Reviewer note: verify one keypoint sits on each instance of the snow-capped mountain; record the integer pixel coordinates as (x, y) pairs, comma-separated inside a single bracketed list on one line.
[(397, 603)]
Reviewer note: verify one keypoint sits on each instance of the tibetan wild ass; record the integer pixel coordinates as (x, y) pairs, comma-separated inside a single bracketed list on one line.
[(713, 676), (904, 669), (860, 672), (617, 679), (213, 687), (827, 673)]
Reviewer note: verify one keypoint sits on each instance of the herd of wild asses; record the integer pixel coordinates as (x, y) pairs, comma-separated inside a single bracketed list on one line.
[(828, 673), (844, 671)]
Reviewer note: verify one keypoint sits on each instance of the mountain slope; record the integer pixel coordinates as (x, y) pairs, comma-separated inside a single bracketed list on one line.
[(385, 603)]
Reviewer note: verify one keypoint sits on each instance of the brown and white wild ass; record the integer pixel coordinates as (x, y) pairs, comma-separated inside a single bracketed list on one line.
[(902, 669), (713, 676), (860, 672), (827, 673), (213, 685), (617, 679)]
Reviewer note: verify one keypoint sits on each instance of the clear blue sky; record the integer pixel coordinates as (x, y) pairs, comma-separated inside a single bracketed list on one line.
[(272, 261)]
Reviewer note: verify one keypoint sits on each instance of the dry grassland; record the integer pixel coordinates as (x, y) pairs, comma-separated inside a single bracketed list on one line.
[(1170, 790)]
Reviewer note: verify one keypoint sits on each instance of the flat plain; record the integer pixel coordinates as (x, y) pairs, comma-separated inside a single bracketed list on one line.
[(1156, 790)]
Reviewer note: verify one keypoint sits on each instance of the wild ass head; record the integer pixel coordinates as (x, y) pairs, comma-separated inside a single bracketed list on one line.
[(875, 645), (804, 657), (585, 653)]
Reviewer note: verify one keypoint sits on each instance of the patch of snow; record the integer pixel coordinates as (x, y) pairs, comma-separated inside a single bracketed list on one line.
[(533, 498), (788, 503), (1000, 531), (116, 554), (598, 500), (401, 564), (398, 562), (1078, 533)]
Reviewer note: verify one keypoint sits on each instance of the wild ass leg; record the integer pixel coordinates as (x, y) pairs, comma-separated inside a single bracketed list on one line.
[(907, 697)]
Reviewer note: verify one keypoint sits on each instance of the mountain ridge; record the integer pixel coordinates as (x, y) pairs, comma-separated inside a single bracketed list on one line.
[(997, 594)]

======

Problem description | Repeat every record exactly, so that nothing is lost or altered.

Task answer |
Reviewer note: verify one keypoint sits on each instance of the snow-capped mountain; record the integer pixel coordinates as (x, y) pairs, comma-separated inside a single bracketed list on one line.
[(397, 603)]
Reviewer note: verify one keypoint sits on each instance of the tibetan wild ass; record the integer pixel coordinates as (x, y) pairs, comma-separated inside a single bracketed list on one line.
[(713, 676), (904, 669), (860, 672), (617, 679), (213, 687), (827, 673)]
Reviewer note: verify one keypoint sits on each instance of the herd of wild asses; record the integer pixel coordinates as (x, y) pairs, comma-separated inside a single bracketed list on one line.
[(828, 673), (844, 671)]
Reviewer note: verify one keypoint sits on each instance of the mountain slope; record the integer pixel coordinates as (x, y) pairs, comma-separated inside a single bracketed list on one line.
[(385, 603)]
Reviewer note: verify one keypoint sits on each instance of the brown and white wild ass; record the integer pixel coordinates as (x, y) pairs, comma-separated inside a single bracketed list on one line.
[(902, 669), (713, 676), (860, 672), (827, 673), (213, 685), (617, 679)]
Reviewer note: verify one keypoint sits on each instance of the clear blue sky; record the integer pixel coordinates as (x, y) pairs, comma-separated inside a single bracketed list on one line.
[(272, 261)]
Reviewer note: verify one keypoint sits on each instance of the dry grassland; record the integer pixel coordinates as (x, y) pairs, comma-separated inside a single bracketed list on one line.
[(1170, 790)]
Reviewer note: verify one keypoint sits on each instance of the flat plain; record the integer pixel coordinates as (x, y) pairs, comma-separated inside a single bracketed list on one line.
[(1156, 790)]
Reviewer note: verify one keypoint sits on each instance of the wild ass head; record the integer pixel coordinates as (x, y) pairs, comma-separated inside a single bracketed list on one line.
[(875, 645), (804, 657), (585, 653)]
Reviewer note: verify one keypoint sits on each instance of the patch of snow; record the integer pixel coordinates as (x, y) pairs, comma-separated inside a single bracketed list on one line.
[(533, 498), (788, 503), (1000, 531), (116, 554), (598, 500), (401, 564), (398, 562), (1078, 533)]
Reviewer note: verify one keypoint sits on each instance of the wild ass leg; record the integer pixel coordinates as (x, y) pairs, comma-separated inside a single bracketed list on one line.
[(907, 697)]
Reviewer note: verify one keypoint sits on each instance of the mountain ridge; record the integer pixel coordinates as (x, y) pairs, comma-separated inside a single bracketed list on one line.
[(997, 594)]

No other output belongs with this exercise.